Health Plans

Minding the gaps: How health plans can improve value-based care execution

By Peter Manoogian, and Shreya Raghuraman

July 9, 2019 | Article | 4-minute read

Minding the gaps: How health plans can improve value-based care execution

To close our series on provider experiences in value-based reimbursements, we are shifting focus to the enablers that support providers in value-based care programs.

Execution matters when it comes to driving lasting success with value-based reimbursement programs. This includes the activities, programs and resources a health plan can invest in to optimize a value-based care strategy. While no enabler is one-size-fits-all, our discussions with providers pointed to three gap areas for health plans to address:  

  1. Educating providers through simple and accessible resources: If provider behavior change is the gateway to true value-based care success, then up-front education is the key. Primary care physicians (PCPs) are trying to manage multiple contracts at a time and can struggle to understand the unique details of each. As a result, they fail to identify and target specific behavior changes that help them meet contract goals.

    PCPs described existing education materials as overly business-focused and difficult to understand. For example, many plans distribute comprehensive, and often lengthy, program manuals. How many PCPs have time to read a 40-page manual? An independent practice PCP summed up his frustrations by saying, “The programs all blend together; you do the best you can and hope you get paid.”

    The dialogue signaled a gap in how health plans partner with providers to deliver the right information about the various programs they launch together. This includes improving the actual program materials: offering laymen’s explanations of each metric and helping PCPs understand the performance-to-payment relationship. Proper education also includes offering details on things physicians care about, such as how medication and referral choices can impact costs. It also means changing how education is delivered. In some instances, it could mean more in-person trainings and health plans using a “train the trainer” approach via practice administrators and/or practicing peers.
  2. Delivering data at the right time, in the right way: Data is a powerful enabler of value-based care. However, data shared by health plans can also be a hindrance rather than a resource. One physician in a large group practice described the data she received: “Each day, I receive ten pages of information from the health plan on a three month lag. I don’t read it because I already have too much to read.”

    Sharing real-time claims data is a hefty and time intensive investment. In the interim, health plans can pursue quicker wins to better equip physicians. Comparison reports can reveal how an individual PCP performs relative to peers in their practice or regionally—both at a metric level as well as at a behavioral level (such as referral patterns) to incite dialogue around best practices. Some PCPs also sought support from health plans in prioritizing patient panels through risk stratification.

    But not every physician engaged in a value-based arrangement needs this information. Many larger provider organizations already have deeply rooted EMR systems and data vendors in place. Investing in data enablers isn’t just about improving the content delivered – it’s also about identifying physicians for which reporting would be the most impactful, like standalone physicians and practices that are beginning to shift into value-based programs for the first time.
  3. Providing clinical resources and support: The third pillar goes beyond training and distributing information. Health plans offering on-the-ground clinical resources with providers are more likely to build sustainable, strong relationships and meet providers where they are.

    An executive at a large provider organization highlighted the importance of this, saying, “The name of the game is more clinical resources. PCPs have been stripped of the ability to do anything other than to see patients in the waiting room.”

    Deploying clinical teams that support case management or serve as clinical consultants can help drive the behavioral changes that lead to value-based outcomes. The key is to also educate those roles on program objectives and align incentives with those of the providers they support.

The good news is that there is plenty of room for plans to launch new and creative education, data and in-clinic enablers. Surprisingly, most providers we interviewed do not receive any support from their health plans today. An independent physician expressed her frustration at the lack of support, saying, “Nobody’s helping us. We’re trying to figure this out ourselves.”


There is no one-size-fits-all approach to designing and deploying value-based care programs, but it starts by engaging with providers as true partners. Health plans that take the time to understand provider needs, design a clear and motivational program and invest in the right enablers are best positioned to deliver value-based care programs that are successful for plans, providers and the patients they serve.

__Work item__: Quote the passage of the value-based care article that opens with the words "To close our series on" and closes with "value-based care programs.", word for word.

__Material supplied__:
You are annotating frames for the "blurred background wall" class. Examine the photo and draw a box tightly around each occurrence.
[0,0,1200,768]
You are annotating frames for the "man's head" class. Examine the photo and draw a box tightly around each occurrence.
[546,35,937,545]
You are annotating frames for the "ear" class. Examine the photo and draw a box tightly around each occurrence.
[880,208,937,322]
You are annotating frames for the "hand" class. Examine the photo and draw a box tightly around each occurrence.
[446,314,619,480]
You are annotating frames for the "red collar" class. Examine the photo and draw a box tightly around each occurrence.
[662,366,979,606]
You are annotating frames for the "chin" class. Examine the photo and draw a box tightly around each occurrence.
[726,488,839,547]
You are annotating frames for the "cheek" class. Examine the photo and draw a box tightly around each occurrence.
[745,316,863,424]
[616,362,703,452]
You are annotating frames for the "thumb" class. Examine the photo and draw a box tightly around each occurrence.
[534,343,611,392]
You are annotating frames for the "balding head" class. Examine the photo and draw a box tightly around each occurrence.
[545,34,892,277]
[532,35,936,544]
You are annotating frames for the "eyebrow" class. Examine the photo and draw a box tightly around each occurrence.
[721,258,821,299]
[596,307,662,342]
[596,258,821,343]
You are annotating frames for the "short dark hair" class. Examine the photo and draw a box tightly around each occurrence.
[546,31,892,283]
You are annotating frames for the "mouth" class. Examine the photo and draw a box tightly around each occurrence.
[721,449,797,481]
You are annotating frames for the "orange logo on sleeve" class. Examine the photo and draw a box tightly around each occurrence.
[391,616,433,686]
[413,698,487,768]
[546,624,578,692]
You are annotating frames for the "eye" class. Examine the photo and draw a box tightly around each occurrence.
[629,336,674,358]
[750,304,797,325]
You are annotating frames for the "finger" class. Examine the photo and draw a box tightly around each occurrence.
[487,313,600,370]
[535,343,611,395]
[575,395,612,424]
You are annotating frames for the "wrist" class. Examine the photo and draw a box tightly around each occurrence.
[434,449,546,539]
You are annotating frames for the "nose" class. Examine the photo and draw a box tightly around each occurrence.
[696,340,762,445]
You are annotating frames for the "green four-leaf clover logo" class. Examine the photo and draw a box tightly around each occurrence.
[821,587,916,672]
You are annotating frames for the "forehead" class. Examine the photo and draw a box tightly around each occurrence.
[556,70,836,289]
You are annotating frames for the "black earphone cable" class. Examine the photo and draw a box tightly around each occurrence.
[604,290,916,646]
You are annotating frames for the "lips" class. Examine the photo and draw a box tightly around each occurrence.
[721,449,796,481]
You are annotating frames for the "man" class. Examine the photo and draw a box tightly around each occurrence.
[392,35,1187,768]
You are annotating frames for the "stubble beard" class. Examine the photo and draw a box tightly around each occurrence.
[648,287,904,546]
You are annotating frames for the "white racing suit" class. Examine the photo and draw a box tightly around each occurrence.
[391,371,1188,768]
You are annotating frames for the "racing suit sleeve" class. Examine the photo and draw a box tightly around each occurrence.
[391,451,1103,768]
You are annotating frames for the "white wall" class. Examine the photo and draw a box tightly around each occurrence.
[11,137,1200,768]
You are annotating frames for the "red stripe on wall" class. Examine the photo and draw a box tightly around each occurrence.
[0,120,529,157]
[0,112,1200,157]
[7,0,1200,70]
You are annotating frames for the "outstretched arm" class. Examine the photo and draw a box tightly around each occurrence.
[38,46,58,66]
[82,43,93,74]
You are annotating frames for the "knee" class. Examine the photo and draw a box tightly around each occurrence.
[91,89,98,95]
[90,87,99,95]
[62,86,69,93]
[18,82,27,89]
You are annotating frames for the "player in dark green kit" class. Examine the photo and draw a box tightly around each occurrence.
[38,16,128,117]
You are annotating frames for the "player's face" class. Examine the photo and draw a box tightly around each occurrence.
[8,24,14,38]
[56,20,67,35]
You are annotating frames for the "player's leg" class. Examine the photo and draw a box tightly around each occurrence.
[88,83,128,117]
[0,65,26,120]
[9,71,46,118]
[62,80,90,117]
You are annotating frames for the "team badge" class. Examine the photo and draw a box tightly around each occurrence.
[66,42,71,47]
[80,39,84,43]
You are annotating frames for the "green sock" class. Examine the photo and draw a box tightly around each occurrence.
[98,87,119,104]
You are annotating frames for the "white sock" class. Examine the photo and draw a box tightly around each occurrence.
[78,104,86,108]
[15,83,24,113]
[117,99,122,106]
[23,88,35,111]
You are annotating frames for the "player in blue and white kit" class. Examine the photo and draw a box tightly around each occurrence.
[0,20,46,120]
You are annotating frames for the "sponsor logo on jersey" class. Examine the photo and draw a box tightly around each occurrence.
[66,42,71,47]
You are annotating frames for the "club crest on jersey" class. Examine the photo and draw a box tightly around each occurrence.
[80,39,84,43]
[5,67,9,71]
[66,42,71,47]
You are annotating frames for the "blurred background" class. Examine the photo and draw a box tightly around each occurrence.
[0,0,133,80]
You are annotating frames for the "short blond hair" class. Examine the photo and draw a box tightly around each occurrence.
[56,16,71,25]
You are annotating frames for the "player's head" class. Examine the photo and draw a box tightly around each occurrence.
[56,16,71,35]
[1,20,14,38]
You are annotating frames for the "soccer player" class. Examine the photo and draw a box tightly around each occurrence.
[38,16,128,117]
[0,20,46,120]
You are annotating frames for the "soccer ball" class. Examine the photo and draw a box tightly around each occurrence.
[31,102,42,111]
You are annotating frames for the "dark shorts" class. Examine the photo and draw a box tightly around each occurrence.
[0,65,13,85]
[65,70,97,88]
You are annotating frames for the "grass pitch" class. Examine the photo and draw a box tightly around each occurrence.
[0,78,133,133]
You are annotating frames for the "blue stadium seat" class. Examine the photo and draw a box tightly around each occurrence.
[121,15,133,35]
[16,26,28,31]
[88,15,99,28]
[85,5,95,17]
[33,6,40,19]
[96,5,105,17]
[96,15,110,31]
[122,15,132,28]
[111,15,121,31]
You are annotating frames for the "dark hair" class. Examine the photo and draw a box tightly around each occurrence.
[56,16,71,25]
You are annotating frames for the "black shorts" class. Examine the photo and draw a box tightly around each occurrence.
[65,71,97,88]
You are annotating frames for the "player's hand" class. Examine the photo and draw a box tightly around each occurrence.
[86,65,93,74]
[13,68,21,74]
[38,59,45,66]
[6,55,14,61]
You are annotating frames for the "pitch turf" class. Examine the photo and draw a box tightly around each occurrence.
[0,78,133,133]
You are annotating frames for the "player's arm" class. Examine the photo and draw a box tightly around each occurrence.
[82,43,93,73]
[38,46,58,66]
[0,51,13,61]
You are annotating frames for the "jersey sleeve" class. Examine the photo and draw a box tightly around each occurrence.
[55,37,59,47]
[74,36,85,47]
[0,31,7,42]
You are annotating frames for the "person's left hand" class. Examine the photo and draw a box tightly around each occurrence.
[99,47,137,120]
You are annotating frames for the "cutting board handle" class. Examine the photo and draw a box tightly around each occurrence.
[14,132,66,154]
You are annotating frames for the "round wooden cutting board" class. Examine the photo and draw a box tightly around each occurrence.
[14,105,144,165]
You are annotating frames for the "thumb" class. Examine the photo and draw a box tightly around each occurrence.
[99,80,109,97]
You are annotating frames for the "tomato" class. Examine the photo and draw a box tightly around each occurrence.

__Result__:
To close our series on provider experiences in value-based reimbursements, we are shifting focus to the enablers that support providers in value-based care programs.